=== INSTRUCTION ===
Rewrite the items from the line with "Can you see the ornate" through the last line, requests included, and offset every x and y coordinate in the answers by adding 88.

## START RECORD EXCERPTS

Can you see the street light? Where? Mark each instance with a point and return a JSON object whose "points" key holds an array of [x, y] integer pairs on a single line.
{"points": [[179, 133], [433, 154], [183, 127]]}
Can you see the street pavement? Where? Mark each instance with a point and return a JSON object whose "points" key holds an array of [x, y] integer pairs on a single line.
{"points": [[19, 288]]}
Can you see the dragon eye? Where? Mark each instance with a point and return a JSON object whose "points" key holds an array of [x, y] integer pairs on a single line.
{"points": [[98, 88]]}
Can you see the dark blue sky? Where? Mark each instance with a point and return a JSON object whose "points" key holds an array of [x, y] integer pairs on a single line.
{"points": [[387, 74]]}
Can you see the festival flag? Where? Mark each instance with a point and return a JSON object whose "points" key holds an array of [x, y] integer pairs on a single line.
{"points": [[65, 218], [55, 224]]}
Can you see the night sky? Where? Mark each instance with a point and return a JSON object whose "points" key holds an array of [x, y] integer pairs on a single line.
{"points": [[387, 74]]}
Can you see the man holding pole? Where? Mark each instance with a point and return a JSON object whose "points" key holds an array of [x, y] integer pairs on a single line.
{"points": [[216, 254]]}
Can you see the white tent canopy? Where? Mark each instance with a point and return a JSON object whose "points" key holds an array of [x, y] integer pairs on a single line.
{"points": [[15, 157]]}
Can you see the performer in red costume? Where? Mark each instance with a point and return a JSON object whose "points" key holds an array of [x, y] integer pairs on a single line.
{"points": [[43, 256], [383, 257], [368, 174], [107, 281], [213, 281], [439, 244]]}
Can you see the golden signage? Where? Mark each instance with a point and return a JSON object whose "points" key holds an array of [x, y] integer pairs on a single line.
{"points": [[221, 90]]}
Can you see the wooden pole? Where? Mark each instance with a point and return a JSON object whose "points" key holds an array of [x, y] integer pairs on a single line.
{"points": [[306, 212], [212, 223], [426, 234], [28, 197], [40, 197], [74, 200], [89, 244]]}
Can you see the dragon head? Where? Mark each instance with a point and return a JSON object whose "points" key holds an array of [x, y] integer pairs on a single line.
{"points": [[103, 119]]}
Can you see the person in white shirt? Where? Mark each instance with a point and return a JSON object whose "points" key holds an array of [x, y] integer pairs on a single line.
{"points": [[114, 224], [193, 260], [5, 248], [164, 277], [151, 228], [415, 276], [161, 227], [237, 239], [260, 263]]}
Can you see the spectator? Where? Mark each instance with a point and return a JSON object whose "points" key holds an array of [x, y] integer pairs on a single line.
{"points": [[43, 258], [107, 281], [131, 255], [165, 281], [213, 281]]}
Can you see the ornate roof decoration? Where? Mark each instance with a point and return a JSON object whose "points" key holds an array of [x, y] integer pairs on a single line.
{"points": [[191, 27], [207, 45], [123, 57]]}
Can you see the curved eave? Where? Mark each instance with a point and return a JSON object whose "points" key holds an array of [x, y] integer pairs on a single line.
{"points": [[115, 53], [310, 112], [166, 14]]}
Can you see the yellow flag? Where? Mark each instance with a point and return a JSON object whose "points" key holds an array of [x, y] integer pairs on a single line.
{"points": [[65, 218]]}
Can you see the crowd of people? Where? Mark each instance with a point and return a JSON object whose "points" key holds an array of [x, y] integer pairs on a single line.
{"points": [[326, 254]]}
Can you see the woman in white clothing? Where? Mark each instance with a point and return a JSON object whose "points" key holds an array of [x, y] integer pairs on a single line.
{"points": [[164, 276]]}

## END RECORD EXCERPTS

=== WRITTEN SOLUTION ===
Can you see the ornate roof decoration? Where? Mark each instance with a point and return a JSON object whose "points" key holds an array of [x, y] integer pairs on a single line.
{"points": [[279, 115], [295, 133], [211, 145]]}
Can you see the curved eave? Where? Mark each instance with a point and return a JSON object whose "points" key holds an array of [x, y] integer pairs on a single line.
{"points": [[203, 141], [398, 200], [254, 102]]}
Can you see the yellow flag? Where? Mark each instance with a point and return a JSON object whose "points" key holds an array of [x, y] integer pairs on a single line.
{"points": [[153, 306]]}
Can you see the crowd of people? Where? Mark each instance with a point and return a JSON object whose "points" key holds an array of [x, y] integer pairs on a single line.
{"points": [[414, 342]]}
Can you see the woman in white clothing? Where? Mark each instance with a point and return a JSON object whose "points" key holds an array of [x, y] integer pairs on a single line.
{"points": [[252, 364]]}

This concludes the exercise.